Input material:
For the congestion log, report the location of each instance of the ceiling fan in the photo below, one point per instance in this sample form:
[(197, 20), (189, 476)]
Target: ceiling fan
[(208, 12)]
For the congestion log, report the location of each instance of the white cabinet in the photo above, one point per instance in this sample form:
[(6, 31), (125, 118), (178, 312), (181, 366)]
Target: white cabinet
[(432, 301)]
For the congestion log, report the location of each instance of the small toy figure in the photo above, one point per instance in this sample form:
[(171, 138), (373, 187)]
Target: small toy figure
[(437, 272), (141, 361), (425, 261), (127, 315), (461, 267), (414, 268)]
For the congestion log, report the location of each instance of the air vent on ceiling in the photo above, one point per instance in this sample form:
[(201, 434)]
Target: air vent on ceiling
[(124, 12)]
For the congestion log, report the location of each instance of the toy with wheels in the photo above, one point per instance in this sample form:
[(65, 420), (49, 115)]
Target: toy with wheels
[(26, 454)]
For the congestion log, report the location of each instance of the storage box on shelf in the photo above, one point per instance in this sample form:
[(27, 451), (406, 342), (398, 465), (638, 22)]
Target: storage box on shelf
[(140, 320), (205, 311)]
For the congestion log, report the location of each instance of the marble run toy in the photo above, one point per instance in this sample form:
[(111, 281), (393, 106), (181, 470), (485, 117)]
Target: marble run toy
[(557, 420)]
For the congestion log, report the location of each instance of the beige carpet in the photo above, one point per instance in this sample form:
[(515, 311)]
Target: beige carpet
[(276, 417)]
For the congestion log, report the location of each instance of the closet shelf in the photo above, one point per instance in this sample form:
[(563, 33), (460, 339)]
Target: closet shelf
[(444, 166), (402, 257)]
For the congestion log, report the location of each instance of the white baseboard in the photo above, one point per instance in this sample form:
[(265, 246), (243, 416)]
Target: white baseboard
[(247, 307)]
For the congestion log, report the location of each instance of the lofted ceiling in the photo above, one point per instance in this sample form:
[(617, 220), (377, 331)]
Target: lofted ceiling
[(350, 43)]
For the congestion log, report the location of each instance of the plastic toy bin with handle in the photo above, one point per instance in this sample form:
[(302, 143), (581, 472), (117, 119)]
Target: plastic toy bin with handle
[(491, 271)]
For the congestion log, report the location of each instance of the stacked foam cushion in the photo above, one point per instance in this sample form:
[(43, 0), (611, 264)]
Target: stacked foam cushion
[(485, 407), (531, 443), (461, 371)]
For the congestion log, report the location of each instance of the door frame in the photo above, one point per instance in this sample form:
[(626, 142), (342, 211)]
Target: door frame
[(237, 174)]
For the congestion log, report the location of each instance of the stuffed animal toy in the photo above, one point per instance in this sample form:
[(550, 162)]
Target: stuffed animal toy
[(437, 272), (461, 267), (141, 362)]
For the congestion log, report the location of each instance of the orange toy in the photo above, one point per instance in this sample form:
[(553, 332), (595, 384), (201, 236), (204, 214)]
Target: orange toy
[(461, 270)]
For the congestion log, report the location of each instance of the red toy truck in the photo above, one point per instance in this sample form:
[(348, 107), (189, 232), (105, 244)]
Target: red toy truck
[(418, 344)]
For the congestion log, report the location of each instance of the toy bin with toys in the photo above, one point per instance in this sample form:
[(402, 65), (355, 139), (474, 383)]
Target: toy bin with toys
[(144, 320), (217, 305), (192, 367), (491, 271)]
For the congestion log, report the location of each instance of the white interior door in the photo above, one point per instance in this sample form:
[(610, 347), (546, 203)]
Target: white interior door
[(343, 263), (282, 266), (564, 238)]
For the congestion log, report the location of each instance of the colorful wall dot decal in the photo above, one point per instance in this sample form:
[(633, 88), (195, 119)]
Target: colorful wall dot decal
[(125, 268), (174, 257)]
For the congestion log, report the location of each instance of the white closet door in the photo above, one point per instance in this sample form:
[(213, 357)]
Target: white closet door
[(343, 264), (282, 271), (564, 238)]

Directions:
Write the data out again, verbatim.

Exercise answer:
For the congestion log, report the location of each instance of the ceiling fan in the photo below, one point per instance in this sample form:
[(197, 20), (189, 476)]
Target: ceiling fan
[(208, 12)]
For the congestion log, report the location of each instance of the white cabinet in the photo above, one point per instance in this sample form:
[(6, 31), (125, 118), (178, 312), (181, 366)]
Target: white cabinet
[(432, 301)]
For the congestion log, report the location of each instance of the small toy figure in the photo above, one point per instance in this sample form:
[(171, 138), (373, 187)]
Target: small toy figure
[(437, 272), (141, 361), (425, 261), (127, 315), (461, 267), (414, 268)]
For the congestion log, report the location of each instance of the air vent on ceiling in the photo above, one point per instance in this sample form:
[(201, 434)]
Target: air vent on ceiling
[(124, 12)]
For the congestion log, report the location of each instance of the toy with wheels in the photo above, one point per instance in this sample form:
[(65, 420), (49, 115)]
Target: toy with wheels
[(26, 454)]
For the congestion log, report the location of each instance of the storage box on shelf in the photo above, one point per instance in this sample form:
[(27, 451), (406, 342), (398, 465), (638, 22)]
Target: storage box on shelf
[(140, 320), (205, 311)]
For the congestion log, report the location of each instance of the marble run toy in the photo above, one point per instance in this sample form:
[(111, 281), (393, 106), (181, 470), (485, 117)]
Target: marble run toy
[(557, 420)]
For the congestion log, report the location of each instance of the beige carpet in the photo above, one point per instance in this sample form:
[(515, 311)]
Target: beige carpet
[(276, 417)]
For the congestion log, report the location of each instance of the closet shelf in the photo above, one point per instance in this sample form:
[(563, 33), (460, 339)]
Target: closet shelf
[(444, 166), (402, 257)]
For the congestion log, report the location of each instance of the white baseboard in the photo above, one point per instance in this sample form:
[(265, 246), (243, 416)]
Target: white baseboard
[(247, 307)]
For the congestion log, report the location of each instance of the lofted ceiling in the photo above, one point per instance in this sample form:
[(617, 220), (377, 331)]
Target: lofted ceiling
[(350, 43)]
For the congestion log, report the location of each instance of the plastic toy bin with handle in the photo above, one point per instance in this sample form:
[(302, 143), (581, 472), (117, 119)]
Target: plastic toy bin with handle
[(491, 271)]
For the congestion log, report the location of each instance of the stacked foam cushion in the photo above, one point per instance in this sample form:
[(43, 0), (611, 264)]
Target: stacked foam cushion
[(485, 407), (531, 443), (461, 371)]
For the congestion log, report the location of each instance of the door frame in the photo above, one point per instance in this sample form:
[(626, 142), (342, 211)]
Target: door frame
[(237, 174)]
For the congestion log, report the location of each instance of the stuffed animal toy in the photo above, one point per instance in this sample form:
[(550, 162)]
Target: stuffed animal toy
[(437, 272), (461, 267), (141, 362)]
For the congestion log, report the location of each instance of the orange toy in the photo above, one point per instance in this sample form:
[(553, 332), (595, 384), (201, 236), (204, 214)]
Target: orange toy
[(461, 270)]
For the congestion log, report the location of each instance of the red toy truck in the photo above, one point per instance in this sample form:
[(348, 107), (189, 232), (105, 244)]
Target: red toy truck
[(418, 344)]
For the congestion log, report the location of each instance of the toy bin with toys in the photo above, one point per instance in this sample form:
[(402, 65), (355, 139), (474, 383)]
Target: toy bin with toys
[(144, 320), (217, 305), (192, 367), (491, 271)]
For the congestion log, report the location of each instance of the white interior door in the photo above, one point per instance in this sample form:
[(610, 347), (546, 203)]
Target: white interior door
[(343, 263), (282, 266), (564, 238)]
For the congestion log, report the location of each instance of the colorful wall dot decal in the photo above, one point per instance in this sample form:
[(633, 88), (195, 119)]
Target: colorful wall dot decal
[(125, 268), (174, 257)]
For the congestion log, report the location of each instance of the white closet door in the photo above, one point per instance in this sample form:
[(213, 357)]
Target: white closet door
[(343, 264), (282, 271), (564, 238)]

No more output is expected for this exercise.